INSTRUCTIONS TO FOLLOW: Rescale everything in the entries below from the line containing "Task: indicate the distant" down to the line containing "x=437 y=216", both included, and give only those lines. Copy every line in full, but multiply each x and y coordinate in the answers by 1.9 and round to whole numbers, with halves rounded up.

◇ ◇ ◇ ◇ ◇

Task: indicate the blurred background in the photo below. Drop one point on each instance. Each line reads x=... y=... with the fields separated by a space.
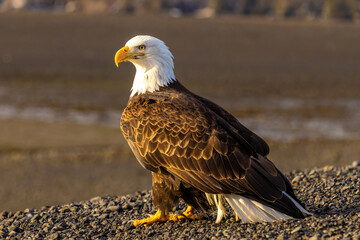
x=287 y=69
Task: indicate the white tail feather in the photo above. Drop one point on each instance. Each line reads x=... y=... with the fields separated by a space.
x=248 y=210
x=217 y=200
x=303 y=210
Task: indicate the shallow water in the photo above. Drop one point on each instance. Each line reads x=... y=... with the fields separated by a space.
x=280 y=119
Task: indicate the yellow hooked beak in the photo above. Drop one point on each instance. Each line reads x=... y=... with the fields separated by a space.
x=122 y=55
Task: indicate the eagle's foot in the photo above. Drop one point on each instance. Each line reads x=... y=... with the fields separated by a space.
x=157 y=217
x=152 y=219
x=189 y=213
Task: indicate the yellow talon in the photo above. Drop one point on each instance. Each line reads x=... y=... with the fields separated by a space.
x=157 y=217
x=152 y=219
x=189 y=213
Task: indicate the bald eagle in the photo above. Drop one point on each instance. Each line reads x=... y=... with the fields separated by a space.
x=196 y=150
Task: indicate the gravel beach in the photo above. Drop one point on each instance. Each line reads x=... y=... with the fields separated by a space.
x=331 y=193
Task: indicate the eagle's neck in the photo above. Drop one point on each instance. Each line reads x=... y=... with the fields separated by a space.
x=152 y=75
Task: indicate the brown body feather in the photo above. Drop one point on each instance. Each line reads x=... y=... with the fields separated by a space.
x=194 y=147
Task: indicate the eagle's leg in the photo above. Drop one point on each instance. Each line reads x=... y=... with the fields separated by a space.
x=157 y=217
x=189 y=213
x=160 y=217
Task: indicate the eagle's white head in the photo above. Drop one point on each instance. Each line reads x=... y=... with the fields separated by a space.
x=153 y=62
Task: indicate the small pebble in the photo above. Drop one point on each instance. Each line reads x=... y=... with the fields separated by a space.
x=332 y=193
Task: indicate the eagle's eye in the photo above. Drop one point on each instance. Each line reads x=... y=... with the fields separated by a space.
x=141 y=47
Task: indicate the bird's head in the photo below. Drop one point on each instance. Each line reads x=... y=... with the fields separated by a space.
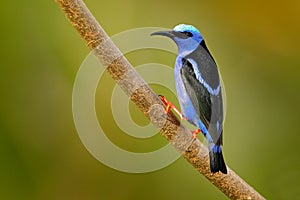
x=187 y=38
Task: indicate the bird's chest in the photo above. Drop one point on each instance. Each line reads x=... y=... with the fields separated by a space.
x=183 y=98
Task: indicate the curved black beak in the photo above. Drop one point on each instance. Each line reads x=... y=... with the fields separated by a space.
x=169 y=34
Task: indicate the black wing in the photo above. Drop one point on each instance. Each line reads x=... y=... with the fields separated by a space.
x=209 y=107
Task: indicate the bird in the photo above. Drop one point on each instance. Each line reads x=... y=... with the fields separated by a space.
x=198 y=89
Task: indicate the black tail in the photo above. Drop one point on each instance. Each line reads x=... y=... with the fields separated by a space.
x=217 y=162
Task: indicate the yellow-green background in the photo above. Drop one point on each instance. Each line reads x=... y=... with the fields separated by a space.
x=256 y=45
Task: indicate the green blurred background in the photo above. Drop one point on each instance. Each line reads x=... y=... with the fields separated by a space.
x=256 y=45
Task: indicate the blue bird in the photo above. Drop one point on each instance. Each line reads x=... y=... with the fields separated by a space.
x=198 y=89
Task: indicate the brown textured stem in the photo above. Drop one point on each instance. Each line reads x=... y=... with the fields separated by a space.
x=142 y=95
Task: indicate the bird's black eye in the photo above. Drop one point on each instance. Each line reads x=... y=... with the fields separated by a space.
x=188 y=34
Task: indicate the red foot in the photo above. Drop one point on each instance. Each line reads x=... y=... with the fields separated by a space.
x=196 y=132
x=169 y=105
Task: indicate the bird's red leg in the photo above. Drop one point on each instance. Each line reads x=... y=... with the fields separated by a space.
x=196 y=132
x=169 y=105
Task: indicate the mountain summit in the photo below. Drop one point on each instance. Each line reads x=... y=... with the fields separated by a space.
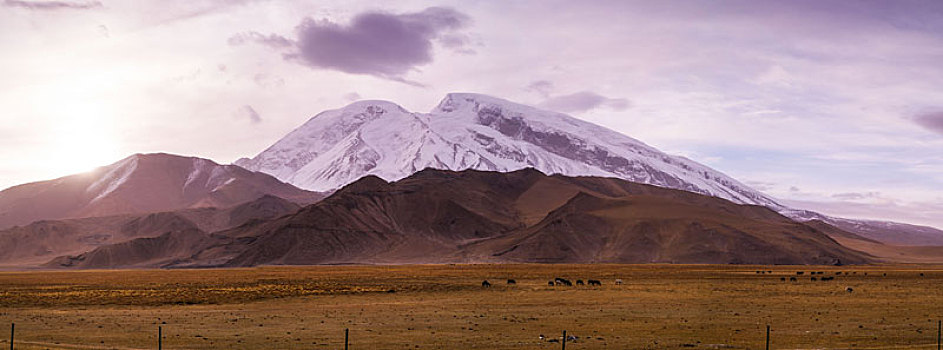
x=479 y=132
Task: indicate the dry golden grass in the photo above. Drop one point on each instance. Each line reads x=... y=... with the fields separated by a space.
x=444 y=307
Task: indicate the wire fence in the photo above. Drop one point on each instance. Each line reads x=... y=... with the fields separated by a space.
x=562 y=340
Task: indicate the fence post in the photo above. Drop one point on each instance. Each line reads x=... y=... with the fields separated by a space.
x=767 y=337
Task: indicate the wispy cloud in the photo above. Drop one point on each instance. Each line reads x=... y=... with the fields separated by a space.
x=583 y=101
x=53 y=5
x=248 y=113
x=932 y=121
x=375 y=43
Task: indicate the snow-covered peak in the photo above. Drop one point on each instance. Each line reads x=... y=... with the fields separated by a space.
x=475 y=131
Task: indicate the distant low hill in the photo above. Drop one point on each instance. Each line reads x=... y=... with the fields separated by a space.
x=38 y=242
x=142 y=183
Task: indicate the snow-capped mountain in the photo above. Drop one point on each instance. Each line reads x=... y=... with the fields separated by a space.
x=473 y=131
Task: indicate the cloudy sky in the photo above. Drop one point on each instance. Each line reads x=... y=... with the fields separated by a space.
x=835 y=106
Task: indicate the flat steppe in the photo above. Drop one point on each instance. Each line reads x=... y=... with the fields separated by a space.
x=445 y=307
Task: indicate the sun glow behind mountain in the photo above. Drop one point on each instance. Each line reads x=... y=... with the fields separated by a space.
x=83 y=136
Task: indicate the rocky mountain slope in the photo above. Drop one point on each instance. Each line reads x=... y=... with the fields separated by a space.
x=142 y=183
x=437 y=216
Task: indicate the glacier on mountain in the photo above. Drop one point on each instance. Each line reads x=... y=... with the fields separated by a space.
x=473 y=131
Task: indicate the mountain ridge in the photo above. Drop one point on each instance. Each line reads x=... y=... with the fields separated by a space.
x=474 y=131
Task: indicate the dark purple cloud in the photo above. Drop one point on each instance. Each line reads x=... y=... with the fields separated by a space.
x=53 y=5
x=584 y=101
x=932 y=121
x=375 y=43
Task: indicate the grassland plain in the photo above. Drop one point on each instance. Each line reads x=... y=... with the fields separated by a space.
x=445 y=307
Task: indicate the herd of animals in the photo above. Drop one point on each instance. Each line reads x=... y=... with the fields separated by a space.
x=559 y=281
x=565 y=282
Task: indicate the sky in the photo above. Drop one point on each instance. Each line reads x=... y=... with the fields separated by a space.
x=835 y=106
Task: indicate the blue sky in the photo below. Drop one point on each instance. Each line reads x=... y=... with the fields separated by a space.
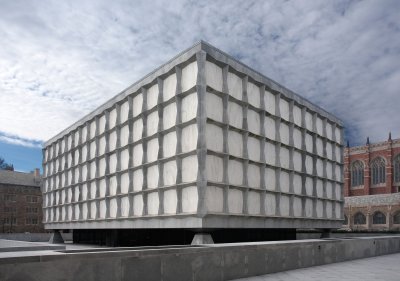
x=59 y=60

◇ ◇ ◇ ◇ ◇

TASK SOLUTION:
Task: indicate the distant low hill in the photo above. Drop one point on each instance. Each line reads x=... y=... with the fields separated by a space.
x=72 y=460
x=270 y=348
Task: indicate the snow-capped mountain in the photo above. Drop one point on each instance. Each line reads x=... y=... with the fields separated by a space.
x=899 y=249
Task: indicate the cloudy sky in the photo above. Drop one point on each instance. Each line reads x=... y=... with the fields separated by a space.
x=1587 y=201
Task: indicate the flat steppe in the photo above. Drop one point on each instance. Each line reads x=... y=... with the fields separated by a space.
x=846 y=583
Task: indicate the sun glow behind mountain in the photo above. Drop one point on each instance. Each line reads x=... y=... with the fields separated by a space.
x=158 y=258
Task: indicate the rocky mountain slope in the photo above. Drop one point on each instance. Each line reads x=... y=... with the fields separated by a space.
x=270 y=348
x=830 y=410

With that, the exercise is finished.